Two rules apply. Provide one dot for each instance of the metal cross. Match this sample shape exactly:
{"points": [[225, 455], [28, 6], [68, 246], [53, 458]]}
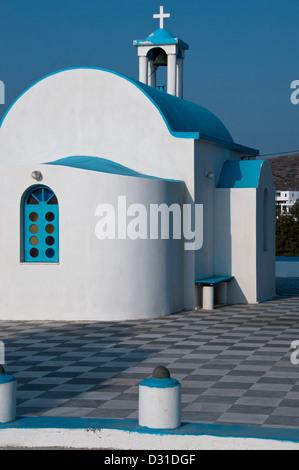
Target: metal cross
{"points": [[161, 16]]}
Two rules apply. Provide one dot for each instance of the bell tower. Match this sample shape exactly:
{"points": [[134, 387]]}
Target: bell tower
{"points": [[162, 49]]}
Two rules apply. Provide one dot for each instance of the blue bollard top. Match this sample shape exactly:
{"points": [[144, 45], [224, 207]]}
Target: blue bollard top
{"points": [[5, 378]]}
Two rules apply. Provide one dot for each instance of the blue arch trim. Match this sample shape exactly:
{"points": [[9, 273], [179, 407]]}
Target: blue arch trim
{"points": [[183, 119], [101, 165], [240, 174]]}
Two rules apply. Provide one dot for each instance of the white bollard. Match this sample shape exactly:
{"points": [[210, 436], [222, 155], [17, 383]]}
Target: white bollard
{"points": [[160, 401], [8, 397]]}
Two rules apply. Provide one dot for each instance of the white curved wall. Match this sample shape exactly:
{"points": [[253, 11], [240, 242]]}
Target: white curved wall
{"points": [[97, 113], [94, 280]]}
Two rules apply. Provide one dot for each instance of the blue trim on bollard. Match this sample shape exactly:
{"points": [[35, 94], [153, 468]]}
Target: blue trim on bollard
{"points": [[160, 383]]}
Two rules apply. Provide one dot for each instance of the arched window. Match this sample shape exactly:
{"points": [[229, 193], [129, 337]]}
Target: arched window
{"points": [[265, 220], [41, 226]]}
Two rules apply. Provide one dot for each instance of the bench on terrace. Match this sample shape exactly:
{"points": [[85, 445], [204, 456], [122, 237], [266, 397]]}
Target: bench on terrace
{"points": [[208, 285]]}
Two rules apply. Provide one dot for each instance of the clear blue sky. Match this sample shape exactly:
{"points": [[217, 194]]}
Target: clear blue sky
{"points": [[243, 54]]}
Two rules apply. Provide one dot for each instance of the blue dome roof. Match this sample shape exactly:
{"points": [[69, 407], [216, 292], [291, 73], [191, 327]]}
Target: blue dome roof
{"points": [[183, 118], [159, 37]]}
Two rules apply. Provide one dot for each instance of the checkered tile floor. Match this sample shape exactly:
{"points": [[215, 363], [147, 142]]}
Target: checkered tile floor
{"points": [[233, 363]]}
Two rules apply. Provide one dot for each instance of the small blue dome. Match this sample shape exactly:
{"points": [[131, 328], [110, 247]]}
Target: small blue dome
{"points": [[160, 37]]}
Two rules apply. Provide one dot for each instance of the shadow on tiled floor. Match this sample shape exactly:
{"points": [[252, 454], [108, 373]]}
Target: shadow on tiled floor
{"points": [[233, 363]]}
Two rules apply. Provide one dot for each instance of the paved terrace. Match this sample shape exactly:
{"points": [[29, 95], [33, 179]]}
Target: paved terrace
{"points": [[233, 363]]}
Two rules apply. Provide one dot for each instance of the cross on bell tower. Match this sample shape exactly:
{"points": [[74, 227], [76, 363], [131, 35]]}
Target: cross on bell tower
{"points": [[162, 48], [161, 16]]}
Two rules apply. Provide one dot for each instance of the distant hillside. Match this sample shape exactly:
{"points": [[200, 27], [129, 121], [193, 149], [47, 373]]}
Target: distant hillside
{"points": [[285, 172]]}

Request:
None of the pictures should appear; repeat the records exactly otherwise.

Answer to the task:
Two rules apply. Provide one dot for each instance of the metal cross. Match this sample shape exactly:
{"points": [[225, 455], [28, 6], [68, 246], [53, 458]]}
Target: metal cross
{"points": [[161, 16]]}
Two rules apply. Provide one dot for each instance of the bell tower. Match this sample shape exactly:
{"points": [[134, 387]]}
Target: bell tower
{"points": [[162, 49]]}
Two rules apply. Provide one dot for each instance of the blue bollard top. Match this sample shape exactly:
{"points": [[144, 45], [224, 207]]}
Target: blue bollard top
{"points": [[5, 378]]}
Two rules apply. Provide one dot for each instance of the blue arch trim. Match this sample shape exactly:
{"points": [[9, 273], [179, 407]]}
Target: blue arch trim
{"points": [[183, 119], [101, 165], [240, 174]]}
Two rules apply. Provide one dot for each instance of the white bollard. Match this sample shape exactly:
{"points": [[210, 436], [222, 155], [17, 383]]}
Target: white bollard
{"points": [[160, 401], [8, 397]]}
Two rules apply. Provide one dot for each instance of the white curved wall. Match this sample shape exactly:
{"points": [[253, 11], [240, 242]]}
Target: white curved wall
{"points": [[97, 113], [94, 280]]}
Two rules apply. Provide one dot for each instance of the blue trim on bollard. Match this sample shape exactly:
{"points": [[35, 94], [153, 468]]}
Target: blue trim on bollard
{"points": [[160, 383]]}
Two rules apply. Provide one dot for each instance of the arched window. Match this sample shape exactly:
{"points": [[229, 193], [129, 337]]}
Target: arched window
{"points": [[265, 220], [41, 226]]}
Two rules apply. Provide one dot for each instance of the bench on terrace. Match this sample shape exactly:
{"points": [[85, 445], [204, 456], [122, 237], [266, 397]]}
Target: bench on terrace
{"points": [[208, 285]]}
Two rules apply. Provide one dot for each instance of the clear blue sky. Match this sample shape exactly:
{"points": [[217, 194]]}
Target: clear blue sky
{"points": [[243, 54]]}
Two rules apply. Provide one dot for each instance of the blue dome roof. Match this sample shape exactly:
{"points": [[69, 407], [216, 292], [291, 73], [191, 327]]}
Target: blue dome roof
{"points": [[183, 118], [159, 37]]}
Two rules apply. Provide one dot for each instance of the checkered tile floor. Match this sample shape exactly:
{"points": [[215, 363], [147, 142]]}
Target: checkered tile floor
{"points": [[233, 363]]}
Two rules apply. Provide one dot for each instance of the small blue dome. Match this sample shape exactly:
{"points": [[131, 328], [110, 247]]}
Target: small blue dome
{"points": [[160, 37]]}
Two rules apply. Provide one dot for each instance of the shadow on tiled floor. Match this sample shape exactly:
{"points": [[252, 454], [108, 373]]}
Target: shadow on tiled floor
{"points": [[233, 363]]}
Two rules apply. Provide one dot for each instance of the paved terrace. Match this sample shape exactly:
{"points": [[29, 95], [33, 179]]}
Target: paved terrace
{"points": [[233, 363]]}
Two rules apply. Provide one dot for each instance of the cross on bell tower. Match this sample shape exactly:
{"points": [[74, 227], [76, 363], [131, 35]]}
Target: cross on bell tower
{"points": [[162, 48], [161, 16]]}
Two rules apply. Provide one dot for each instance of the distant hillside. Match this sample shape exactly:
{"points": [[200, 27], [129, 121], [193, 149], [47, 373]]}
Target: distant hillside
{"points": [[285, 172]]}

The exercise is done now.